Brief:
Recast every line of the rows below as a JSON list of strings, one string per line, omitting blank lines.
————————
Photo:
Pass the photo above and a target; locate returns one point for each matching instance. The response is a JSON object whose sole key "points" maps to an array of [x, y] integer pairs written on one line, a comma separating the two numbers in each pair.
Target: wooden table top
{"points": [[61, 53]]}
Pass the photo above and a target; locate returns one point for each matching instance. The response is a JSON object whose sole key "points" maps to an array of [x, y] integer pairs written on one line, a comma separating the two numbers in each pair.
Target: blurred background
————————
Task result:
[
  "Photo:",
  "Pass the photo above and a target; locate returns one point for each matching instance. The response is a JSON object whose sole key \"points\" maps to an array of [x, y] integer pairs written on one line, a comma separating the two numbers in each pair.",
  "Target: wooden table top",
  "{\"points\": [[61, 53]]}",
  "Pass the photo above and a target; locate returns one point for each matching instance. The response is a JSON object whose sole key \"points\" maps to an array of [x, y] integer pairs written on one line, a comma separating the two numbers in each pair.",
  "Target: blurred background"
]